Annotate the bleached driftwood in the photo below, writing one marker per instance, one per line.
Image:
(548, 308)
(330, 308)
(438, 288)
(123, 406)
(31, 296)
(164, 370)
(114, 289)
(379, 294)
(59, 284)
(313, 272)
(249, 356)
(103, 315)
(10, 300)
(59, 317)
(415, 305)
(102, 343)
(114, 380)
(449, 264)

Assigned task — Would you reproduce every record above exactly as it appears?

Response below —
Annotate the bleached driftwood in the photo below, writing one marker per instance, one per line.
Image:
(548, 308)
(330, 308)
(438, 288)
(123, 406)
(31, 296)
(164, 370)
(114, 289)
(379, 294)
(59, 284)
(313, 272)
(249, 356)
(103, 315)
(10, 300)
(59, 317)
(415, 305)
(102, 343)
(114, 380)
(449, 264)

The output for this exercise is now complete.